Directive:
Could you turn every line of the records below into a JSON list of strings, one string per line, with blank lines left out?

◇ ◇ ◇ ◇

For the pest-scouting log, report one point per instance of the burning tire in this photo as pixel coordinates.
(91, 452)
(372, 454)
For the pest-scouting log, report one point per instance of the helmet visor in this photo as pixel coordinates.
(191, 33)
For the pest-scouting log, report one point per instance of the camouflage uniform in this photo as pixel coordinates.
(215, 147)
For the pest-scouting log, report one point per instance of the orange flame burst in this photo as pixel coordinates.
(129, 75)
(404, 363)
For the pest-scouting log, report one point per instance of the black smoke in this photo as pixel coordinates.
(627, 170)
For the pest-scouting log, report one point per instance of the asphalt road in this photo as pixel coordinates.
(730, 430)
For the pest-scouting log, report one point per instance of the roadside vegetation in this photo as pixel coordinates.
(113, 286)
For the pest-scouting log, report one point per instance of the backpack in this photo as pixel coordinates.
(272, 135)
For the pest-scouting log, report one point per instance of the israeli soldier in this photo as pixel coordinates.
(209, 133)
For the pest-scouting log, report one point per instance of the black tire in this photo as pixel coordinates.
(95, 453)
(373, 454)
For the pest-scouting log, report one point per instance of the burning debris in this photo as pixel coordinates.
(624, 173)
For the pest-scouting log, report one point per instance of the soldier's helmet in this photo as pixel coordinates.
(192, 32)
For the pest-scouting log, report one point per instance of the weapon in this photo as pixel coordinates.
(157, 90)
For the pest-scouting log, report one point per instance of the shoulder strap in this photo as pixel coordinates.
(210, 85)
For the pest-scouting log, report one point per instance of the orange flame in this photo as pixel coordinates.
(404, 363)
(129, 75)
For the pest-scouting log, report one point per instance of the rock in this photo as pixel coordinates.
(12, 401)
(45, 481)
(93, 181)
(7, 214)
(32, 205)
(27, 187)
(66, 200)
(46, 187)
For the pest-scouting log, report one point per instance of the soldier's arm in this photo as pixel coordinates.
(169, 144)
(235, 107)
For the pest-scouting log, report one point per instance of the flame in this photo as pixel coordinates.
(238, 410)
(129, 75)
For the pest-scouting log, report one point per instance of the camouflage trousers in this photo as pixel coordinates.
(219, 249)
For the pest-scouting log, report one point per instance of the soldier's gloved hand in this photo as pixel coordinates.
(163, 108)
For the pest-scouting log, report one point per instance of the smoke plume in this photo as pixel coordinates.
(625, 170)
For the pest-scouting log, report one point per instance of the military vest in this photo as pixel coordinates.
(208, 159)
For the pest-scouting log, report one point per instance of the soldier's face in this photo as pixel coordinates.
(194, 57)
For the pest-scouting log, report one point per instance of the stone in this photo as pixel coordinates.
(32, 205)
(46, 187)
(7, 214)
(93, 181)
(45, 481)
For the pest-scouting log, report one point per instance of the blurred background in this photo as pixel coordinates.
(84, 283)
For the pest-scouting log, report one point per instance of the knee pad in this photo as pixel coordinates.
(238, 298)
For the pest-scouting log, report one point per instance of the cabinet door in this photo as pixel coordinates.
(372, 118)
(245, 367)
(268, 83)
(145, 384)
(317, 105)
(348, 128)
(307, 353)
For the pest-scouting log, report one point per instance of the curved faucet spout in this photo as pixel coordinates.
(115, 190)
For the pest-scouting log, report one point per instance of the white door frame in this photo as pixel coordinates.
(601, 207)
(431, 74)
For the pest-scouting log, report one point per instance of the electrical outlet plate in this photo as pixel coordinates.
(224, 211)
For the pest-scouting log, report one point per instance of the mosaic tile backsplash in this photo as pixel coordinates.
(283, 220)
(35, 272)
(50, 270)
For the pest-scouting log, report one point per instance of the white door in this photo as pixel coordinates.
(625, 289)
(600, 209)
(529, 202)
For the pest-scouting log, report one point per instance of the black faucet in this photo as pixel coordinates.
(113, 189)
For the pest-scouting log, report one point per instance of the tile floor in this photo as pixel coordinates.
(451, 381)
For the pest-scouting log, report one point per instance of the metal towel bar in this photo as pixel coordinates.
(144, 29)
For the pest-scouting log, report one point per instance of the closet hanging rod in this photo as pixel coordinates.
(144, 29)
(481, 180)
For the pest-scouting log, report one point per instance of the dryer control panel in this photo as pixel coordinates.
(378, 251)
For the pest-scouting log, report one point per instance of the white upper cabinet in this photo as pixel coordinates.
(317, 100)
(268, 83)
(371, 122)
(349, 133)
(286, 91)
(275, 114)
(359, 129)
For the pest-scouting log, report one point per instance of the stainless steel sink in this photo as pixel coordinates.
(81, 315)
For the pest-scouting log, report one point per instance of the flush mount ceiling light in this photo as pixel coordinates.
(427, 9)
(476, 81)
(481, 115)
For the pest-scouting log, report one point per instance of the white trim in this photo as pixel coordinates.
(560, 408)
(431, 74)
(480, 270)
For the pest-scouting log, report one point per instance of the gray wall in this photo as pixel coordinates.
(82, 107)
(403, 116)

◇ ◇ ◇ ◇

Task result:
[
  "For the pest-scouting log, report one point per instance of the burning tire in this photo as pixel coordinates.",
  "(91, 452)",
  "(372, 454)",
  "For the pest-scouting log, report one point per instance of the helmet visor in this photo as pixel coordinates.",
  "(191, 33)",
  "For the pest-scouting log, report one point per instance of the camouflage uniform in this photo as pixel coordinates.",
  "(215, 147)",
  "For the pest-scouting log, report one point per instance of the orange flame burst in this photo as pixel coordinates.",
  "(129, 75)",
  "(404, 363)",
  "For the pest-scouting log, report one point per instance of the black smoke in this photo as pixel coordinates.",
  "(627, 170)",
  "For the pest-scouting log, report one point per instance of the asphalt road in this photo as pixel coordinates.",
  "(730, 430)",
  "For the pest-scouting log, report one point per instance of the roadside vegetation in this photo as pixel coordinates.",
  "(113, 286)",
  "For the pest-scouting log, report one point per instance of the backpack in this photo as pixel coordinates.",
  "(272, 135)",
  "For the pest-scouting log, report one point per instance of the israeli soldier in this photo as pixel coordinates.",
  "(209, 133)",
  "For the pest-scouting log, report one point per instance of the black tire in this photo as pixel coordinates.",
  "(95, 453)",
  "(373, 454)",
  "For the pest-scouting log, report one point per instance of the burning debris in this photo as pixel coordinates.",
  "(624, 173)",
  "For the pest-scouting log, report one point per instance of the soldier's helmet in this photo as pixel coordinates.",
  "(192, 32)",
  "For the pest-scouting log, report one point per instance of the weapon in this photo as pixel coordinates.",
  "(157, 90)",
  "For the pest-scouting log, report one point per instance of the shoulder strap in this photo as pixel coordinates.",
  "(210, 85)",
  "For the pest-scouting log, report one point per instance of the orange flame in this photo as pixel coordinates.",
  "(404, 363)",
  "(129, 75)",
  "For the pest-scouting log, report one point per instance of the rock in this photo as pixel coordinates.",
  "(12, 401)",
  "(45, 481)",
  "(93, 181)",
  "(7, 214)",
  "(32, 205)",
  "(27, 187)",
  "(66, 200)",
  "(46, 187)",
  "For the pest-scouting log, report one point per instance of the soldier's arm in this photo as pixel coordinates.",
  "(169, 144)",
  "(235, 107)",
  "For the pest-scouting log, report one point per instance of the flame in this photo as pixel coordinates.",
  "(238, 410)",
  "(129, 75)",
  "For the pest-scouting log, report one point per instance of the camouflage trousers in this photo as pixel coordinates.",
  "(219, 249)",
  "For the pest-scouting log, report one point per instance of the soldier's gloved hand in this photo as pixel coordinates.",
  "(163, 108)",
  "For the pest-scouting log, report one point per instance of the smoke plume in this photo as pixel coordinates.",
  "(625, 170)",
  "For the pest-scouting log, report one point per instance of the military vest in this photo as pixel coordinates.",
  "(208, 159)",
  "For the pest-scouting log, report one point per instance of the soldier's face in this photo as pixel coordinates.",
  "(194, 57)",
  "For the pest-scouting log, report one point per instance of the stone in this photo as pixel coordinates.",
  "(32, 205)",
  "(46, 187)",
  "(7, 214)",
  "(93, 181)",
  "(45, 481)",
  "For the pest-scouting log, report one point per instance of the blurred background in this photo as pixel coordinates.",
  "(84, 283)",
  "For the pest-scouting log, report one point per instance of the knee pad in this photo as pixel coordinates.",
  "(238, 298)",
  "For the pest-scouting log, report one point per instance of the cabinet door in this photo as pixel coordinates.",
  "(372, 118)",
  "(245, 367)",
  "(268, 83)",
  "(145, 384)",
  "(317, 105)",
  "(348, 128)",
  "(307, 353)",
  "For the pest-scouting log, report one point per instance of the curved faucet spout in this photo as pixel coordinates.",
  "(115, 190)",
  "For the pest-scouting log, report one point per instance of the white door frame in this photo as pixel coordinates.",
  "(601, 207)",
  "(431, 74)",
  "For the pest-scouting log, report one point per instance of the electrical outlet plate in this photo as pixel coordinates.",
  "(224, 211)",
  "For the pest-scouting log, report one point per instance of the mosaic tile backsplash in this photo as pixel coordinates.",
  "(283, 220)",
  "(35, 272)",
  "(50, 270)",
  "For the pest-scouting log, report one point per instance of the white door in this photo as pixel coordinates.",
  "(625, 289)",
  "(600, 209)",
  "(529, 202)",
  "For the pest-scouting log, report one point per instance of the black faucet in this photo as pixel coordinates.",
  "(113, 189)",
  "For the pest-scouting log, report one point per instance of the tile floor in this photo as pixel coordinates.",
  "(451, 381)",
  "For the pest-scouting log, report one point per instance of the metal towel bar in this photo as pixel coordinates.",
  "(144, 29)",
  "For the pest-scouting log, report one point per instance of the closet hanging rod in this photo as pixel coordinates.",
  "(144, 29)",
  "(481, 180)",
  "For the pest-scouting log, report one point per instance of the dryer control panel in this photo as pixel coordinates.",
  "(378, 251)",
  "For the pest-scouting log, report one point per instance of the white upper cabinet in this photo as pixel coordinates.",
  "(317, 100)",
  "(268, 83)",
  "(371, 122)",
  "(349, 133)",
  "(286, 91)",
  "(275, 114)",
  "(359, 129)",
  "For the pest-scouting log, report one point per instance of the stainless steel sink in this photo as pixel coordinates.",
  "(81, 315)",
  "For the pest-scouting log, report one point per instance of the flush mount ceiling light in this photo as pixel coordinates.",
  "(427, 9)",
  "(476, 81)",
  "(481, 115)",
  "For the pest-scouting log, report one point per instance of the white trim in this photo as pixel coordinates.",
  "(560, 408)",
  "(431, 74)",
  "(480, 270)",
  "For the pest-scouting log, report one point per instance of the gray wall in this photo as pixel coordinates.",
  "(82, 107)",
  "(403, 116)"
]